§ **Vorliegender Text**
<<<<
Britin mit deutschen Wurzeln: Frances Marks steht vor dem Haus an der Kinkelstraße, in dem ihre Mutter aufwuchs.

Lindenthal – Ob das wirklich das Elternhaus ihrer Mutter ist? Frances Marks ist sich nicht sicher, als sie vor dem Gebäude an der Kinkelstraße 9 steht. „Ich war ein einziges Mal mit ihr in Köln“, sagt sie. „Damals muss ich wohl so sieben Jahre alt gewesen sein. Ich erinnere mich nur an Schutt. Vielleicht haben sie es später wieder aufgebaut?“ Doch bei der Stolpersteinverlegung erfährt Marks, die aus London angereist ist, dass es sich tatsächlich um das Gebäude handelt, in dem ihre Mutter aufwuchs und nur die Fassade verändert wurde.

Davor lässt der Künstler Gunter Demnig zwei seiner mit Kupferplatte und Namensgravur versehenen Pflastersteine in den Gehweg ein – zum Gedenken an die beiden Opfer des Holocausts, die dort lebten. Einer trägt den Namen von Marks Mutter Margarete Heymann-Loebenstein, der andere den ihrer jüdischen Großmutter Emma Heymann. Letztere wurde 1943 im Vernichtungslager Sobibor ermordet.

Kinder konnten vor Nazis ins Ausland fliehen

Ihr Mann war bereits vorher verstorben. Die Kinder konnten letztendlich vor den Nazis ins Ausland fliehen, dennoch war auch der Lebensweg Margarete Heymann-Loebensteins von den Verbrechen der Nazis nachhaltig gezeichnet. Sie war eine der bedeutendsten Keramikerinnen des 20. Jahrhundert, gehörte damals zur Avantgarde der Bauhaus-Ära.

Sven Vorderstrase, Mitarbeiter des Design-Onlineportals Markanto, hat sich intensiv mit ihrem beruflichen Werdegang befasst: Zusammen mit ihrem Mann gründete Margarete Heymann-Loebenstein um 1923 die sehr erfolgreiche Keramikmanufaktur „Hael Werkstätten“ in Berlin. Fünf Jahre später kam der Mann bei einem Autounfall ums Leben. Heymann-Loebenstein steuerte den Betrieb, in dem zu Hochzeiten bis zu 120 Mitarbeiter beschäftigt waren, alleine durch die Wirtschaftskrise. Doch 1933 starb dann noch ihr fünfjähriger Sohn bei einem Unfall im Haus.
>>>>
§ **Datenauszug**
<<<<
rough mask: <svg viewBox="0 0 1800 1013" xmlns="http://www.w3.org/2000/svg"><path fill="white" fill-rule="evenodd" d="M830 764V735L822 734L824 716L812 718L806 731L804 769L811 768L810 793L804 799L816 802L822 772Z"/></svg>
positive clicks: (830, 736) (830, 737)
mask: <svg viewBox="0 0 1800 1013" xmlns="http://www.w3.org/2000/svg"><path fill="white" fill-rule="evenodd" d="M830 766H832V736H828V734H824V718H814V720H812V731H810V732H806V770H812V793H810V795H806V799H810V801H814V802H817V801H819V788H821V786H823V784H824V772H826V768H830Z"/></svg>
>>>>
§ **Zur Aufgabe**
Schreiben Sie aus dem Text über die Stolpersteine in der Kinkelstraße die Stelle von „Britin mit deutschen“ bis „Fassade verändert wurde.“ wortgetreu ab.

§ **Lösung**
Britin mit deutschen Wurzeln: Frances Marks steht vor dem Haus an der Kinkelstraße, in dem ihre Mutter aufwuchs.

Lindenthal – Ob das wirklich das Elternhaus ihrer Mutter ist? Frances Marks ist sich nicht sicher, als sie vor dem Gebäude an der Kinkelstraße 9 steht. „Ich war ein einziges Mal mit ihr in Köln“, sagt sie. „Damals muss ich wohl so sieben Jahre alt gewesen sein. Ich erinnere mich nur an Schutt. Vielleicht haben sie es später wieder aufgebaut?“ Doch bei der Stolpersteinverlegung erfährt Marks, die aus London angereist ist, dass es sich tatsächlich um das Gebäude handelt, in dem ihre Mutter aufwuchs und nur die Fassade verändert wurde.